◆ TEXT PROVIDED:
____________________

A Look from the Coffin

in 29th Warsaw Film Festival

by Gideon Kouts

Death, fear and despair, violence and loss of social awareness — these were the main themes brought by the new Eastern and Central European cinema to the 29th edition of the Warsaw Film Festival.

Late sight and sound waves of wars in Yugoslavia, Chechnya or Abkhazia seem to be reaching the consciousness of the young generation of filmmakers only now. It is quite normal — the best movies about World War II or the war in Vietnam were done several, even many years later. But the vision of war and chaos take the form of an allegory of today’s political and economical situation. According to many of these movies, Eastern Europe finds itself today in a much worse state of war: war against established social order, politics, culture, education, family and human values. There are no more sacred institutions. All are corrupted, but the answer has nothing to do with any common shared values. There is no hope, no pity for the weak, no good feelings, democracy is more than suspect — the imaginary quest, according to the directors, for freedom, equality, fraternity is probably responsible for today’s chaos. Those films often seem to flirt with the far right, fascism and nihilism as the only possible answer. The criminal and skinhead milieu seems to be normative among today’s Eastern European youth. The Whirlpool (by Vuk Kosovcevic, Serbia) tells the stories  of Bogdan, an aggressive, but somehow likeable, skinhead leader; Kale, a gangster;  and Count, a graffiti artist who is battling the ghosts of the war by drawing a whirlpool which, he believes, will suck out all the dark shadows from his past. From the Director’s statement: “All those who lived in the Balkans during the 1990s felt the strength of being in a whirlpool like state. We were sucked into it against our will, and even today we can’t seem to get out”… So the film is about today. From an iconographic point of view, the city is deserted, the streets are empty, the few people who try to venture out of their (mostly lousy) homes risk their lives. Human relations are based on physical force and domination. The most common conversation is done with the fists, and the punches are always terrible, bloody, sadistic and bigger than life — one cannot understand how the victims can easily continue to the next scene without a long convalescence. Relativism and a bloody (not “classically” black) kind of humor take the place of eventual satire.

____________________

◆ EXTRACTED ENTRIES:
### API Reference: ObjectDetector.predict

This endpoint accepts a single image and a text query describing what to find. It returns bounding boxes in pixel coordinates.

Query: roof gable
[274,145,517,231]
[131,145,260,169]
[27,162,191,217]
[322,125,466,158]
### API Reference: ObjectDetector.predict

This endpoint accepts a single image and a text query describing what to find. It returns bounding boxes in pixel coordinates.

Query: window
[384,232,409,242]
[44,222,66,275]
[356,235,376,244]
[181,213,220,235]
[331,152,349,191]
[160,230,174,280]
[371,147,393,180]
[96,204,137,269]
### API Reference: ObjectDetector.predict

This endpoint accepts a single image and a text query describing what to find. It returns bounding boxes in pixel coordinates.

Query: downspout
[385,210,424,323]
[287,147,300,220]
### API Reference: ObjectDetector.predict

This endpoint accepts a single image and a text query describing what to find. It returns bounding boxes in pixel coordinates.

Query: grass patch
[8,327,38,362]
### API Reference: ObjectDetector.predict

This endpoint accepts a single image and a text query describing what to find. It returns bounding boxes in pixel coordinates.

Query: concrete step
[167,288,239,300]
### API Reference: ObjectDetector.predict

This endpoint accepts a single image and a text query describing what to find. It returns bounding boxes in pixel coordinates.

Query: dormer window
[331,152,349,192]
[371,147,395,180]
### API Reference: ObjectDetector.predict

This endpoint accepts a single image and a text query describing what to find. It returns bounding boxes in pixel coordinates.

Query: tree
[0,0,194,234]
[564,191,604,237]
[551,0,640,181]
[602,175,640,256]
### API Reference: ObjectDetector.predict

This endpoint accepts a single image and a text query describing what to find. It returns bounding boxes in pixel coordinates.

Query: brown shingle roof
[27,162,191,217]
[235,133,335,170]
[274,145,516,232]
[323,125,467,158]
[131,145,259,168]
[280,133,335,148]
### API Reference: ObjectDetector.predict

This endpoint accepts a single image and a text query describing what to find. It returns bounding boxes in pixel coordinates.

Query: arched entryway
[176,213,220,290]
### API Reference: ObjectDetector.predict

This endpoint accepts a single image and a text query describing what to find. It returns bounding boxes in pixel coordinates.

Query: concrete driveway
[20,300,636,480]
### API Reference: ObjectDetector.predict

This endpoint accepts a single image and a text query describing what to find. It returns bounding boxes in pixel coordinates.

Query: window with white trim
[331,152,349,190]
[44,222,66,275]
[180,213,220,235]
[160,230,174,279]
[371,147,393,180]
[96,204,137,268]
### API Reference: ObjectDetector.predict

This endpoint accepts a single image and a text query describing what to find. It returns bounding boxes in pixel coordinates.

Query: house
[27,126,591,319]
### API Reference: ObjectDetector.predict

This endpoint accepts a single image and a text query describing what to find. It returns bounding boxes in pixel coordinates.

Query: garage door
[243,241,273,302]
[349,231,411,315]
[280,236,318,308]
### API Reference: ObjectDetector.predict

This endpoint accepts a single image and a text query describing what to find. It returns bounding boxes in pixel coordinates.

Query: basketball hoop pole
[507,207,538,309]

____________________

◆ PROMPT A:
In the Warsaw festival review, take the passage between "in 29th Warsaw" and "Warsaw Film Festival.", inclusive, swap "despair" for "hopelessness", and give the passage again.
◆ PROMPT B:
Carry on the Warsaw festival review from the point where it stops.

◆ EXPECTED ANSWER A:
in 29th Warsaw Film Festival

by Gideon Kouts

Death, fear and hopelessness, violence and loss of social awareness — these were the main themes brought by the new Eastern and Central European cinema to the 29th edition of the Warsaw Film Festival.

◆ EXPECTED ANSWER B:
Take, for instance, hospital and medical workers, a sacred category in the history of the movies, which gave birth to many heroes who sacrificed their lives to save other people or to bring dramatic plots to a happy ending. In Eastern Europe, this is not the case anymore. Hospitals are a replica of Hell, medical workers are of Satan’s seed. In The Gambler (by Ignas Jonynas, Lithuania-Latvia), the Paramedic Vincentas organizes an illegal game within the hospital in which the life or death of the people he was supposed to save are at stake. In Heavenly Shift (by Mark Bodzsar, Hungary), Milan, a former medical student, deserts from the army in Serbia and gets a job in the Budapest ambulance service, where he realizes that the doctors often allow people to die. Finally, he finds that the safest place for him on this crazy earth is inside a coffin in which he will try to help his girlfriend to escape from the hell of Sarajevo.

The police force is corrupt, of course. The Major (by Yuri Bykov, Russia) runs over a boy, causing his death. His friends from the police want to cover up his deed. Killers can, on the contrary, be rather nice. My Dog Killer (by Mira Fornay, Czech Republic-Slovakia) shows, as many others, a skinhead milieu in which a  dog  who kills a boy is 18-year-old Marek’s best friend. These films are the most known in this wave, already selected and awarded in other festivals.

Within this dark framework a refreshing surprise came from Love Building (by Iulia Rugina, Romania), which criticizes the institution of marriage (and couples’ therapy) with originality and good humour.

The most popular model of filmmaker for this new Eastern generation is, apparently, Quentin Tarantino. Well, he is also an idol for many of their Western counterparts. But most of the followers seem to try to copy, and often pervert, his artistic use of violence, for instance, just to make us indifferent to it. This is not only a problem of lack of material resources which make this cinema surprisingly poor compared to the multimillion dollar production of the original. Perhaps taking as point of reference the glorious tradition of Russian, Polish or Romanian cinema, even in the most subversive way, would do much more good to the new Eastern European cinema than any unsuccessful quest for imaged “globalization”.